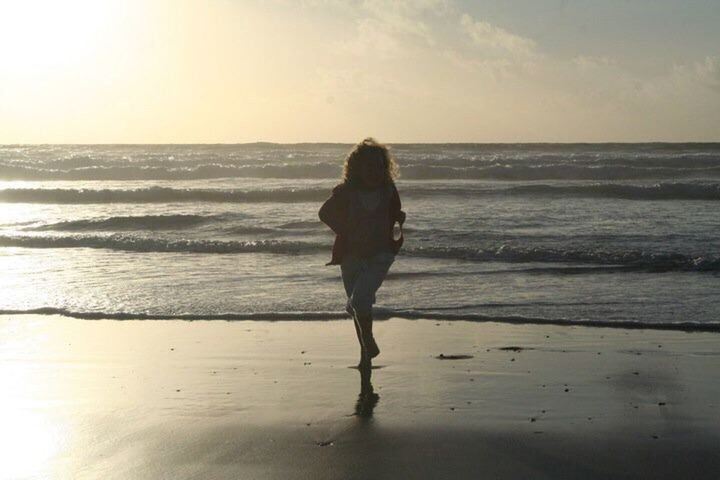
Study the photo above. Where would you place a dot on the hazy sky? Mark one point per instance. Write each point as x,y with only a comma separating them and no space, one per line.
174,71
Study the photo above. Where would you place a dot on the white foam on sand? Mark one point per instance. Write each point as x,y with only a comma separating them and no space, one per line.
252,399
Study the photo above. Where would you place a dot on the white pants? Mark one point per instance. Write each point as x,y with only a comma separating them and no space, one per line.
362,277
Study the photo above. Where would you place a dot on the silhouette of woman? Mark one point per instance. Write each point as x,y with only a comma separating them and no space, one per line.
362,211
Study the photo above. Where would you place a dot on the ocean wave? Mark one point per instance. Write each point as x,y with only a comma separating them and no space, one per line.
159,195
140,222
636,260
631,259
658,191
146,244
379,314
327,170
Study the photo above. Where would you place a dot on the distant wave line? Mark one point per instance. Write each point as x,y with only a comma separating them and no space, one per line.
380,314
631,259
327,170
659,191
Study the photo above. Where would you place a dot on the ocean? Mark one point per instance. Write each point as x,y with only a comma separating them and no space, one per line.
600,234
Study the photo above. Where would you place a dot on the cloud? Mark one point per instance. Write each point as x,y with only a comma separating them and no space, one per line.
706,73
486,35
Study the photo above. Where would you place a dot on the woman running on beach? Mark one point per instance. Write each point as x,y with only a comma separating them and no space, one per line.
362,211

☆ ☆ ☆

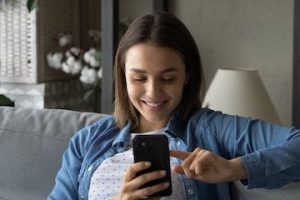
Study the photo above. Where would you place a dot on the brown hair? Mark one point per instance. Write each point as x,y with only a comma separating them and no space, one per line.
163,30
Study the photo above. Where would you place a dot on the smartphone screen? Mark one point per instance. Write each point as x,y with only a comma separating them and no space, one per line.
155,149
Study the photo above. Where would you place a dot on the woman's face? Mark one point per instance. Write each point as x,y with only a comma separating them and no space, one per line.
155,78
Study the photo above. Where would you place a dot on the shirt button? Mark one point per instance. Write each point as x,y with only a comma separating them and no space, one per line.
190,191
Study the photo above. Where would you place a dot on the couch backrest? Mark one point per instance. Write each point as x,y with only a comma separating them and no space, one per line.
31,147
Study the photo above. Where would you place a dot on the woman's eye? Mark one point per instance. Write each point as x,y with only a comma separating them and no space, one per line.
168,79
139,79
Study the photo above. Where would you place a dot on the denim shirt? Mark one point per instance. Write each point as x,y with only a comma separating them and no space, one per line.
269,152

☆ ☆ ☆

WHAT IS REQUIRED: Reproduce each line in the records above that contains the word "wave", copying every such line in full.

WRITTEN REPLY:
Study the photo above. Where would you place a dot on the ocean wave? Mark one point per instance. Write each point as x,y with only a comma separating them and no space, one per line.
Study the photo above. Where would you place a dot on the distant wave line? Mark one point per instance. Write each point as x,y with only a comma separating them and no space, one per line.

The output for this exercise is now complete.